-- START ENTRIES SHOWN --

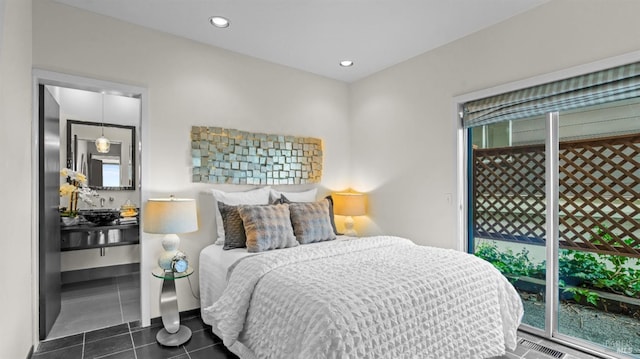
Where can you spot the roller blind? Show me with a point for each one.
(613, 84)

-- END ENTRIES SHOWN --
-- START ENTRIES SHOWN --

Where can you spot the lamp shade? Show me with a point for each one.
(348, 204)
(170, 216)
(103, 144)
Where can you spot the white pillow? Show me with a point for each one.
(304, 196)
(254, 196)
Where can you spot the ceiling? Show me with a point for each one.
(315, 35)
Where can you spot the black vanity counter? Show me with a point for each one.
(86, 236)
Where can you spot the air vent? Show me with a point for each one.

-- END ENTRIES SHOWN --

(PROMPT) Take the lines from the line with "Where can you spot the white" to the line with "Where can you spot the air" and update them by putting "dot" wherever "point" appears, leaving everything else unchanged. Return only those lines.

(RESULT FOR THIS TASK)
Where can you spot the white pillow? Show me with a dot for each one.
(304, 196)
(254, 196)
Where can you spot the ceiling? Show me with a dot for each one.
(315, 35)
Where can you spot the black vanity counter? Show me with a dot for each one.
(86, 236)
Where can you spot the air vent? Show me with a dot for each one.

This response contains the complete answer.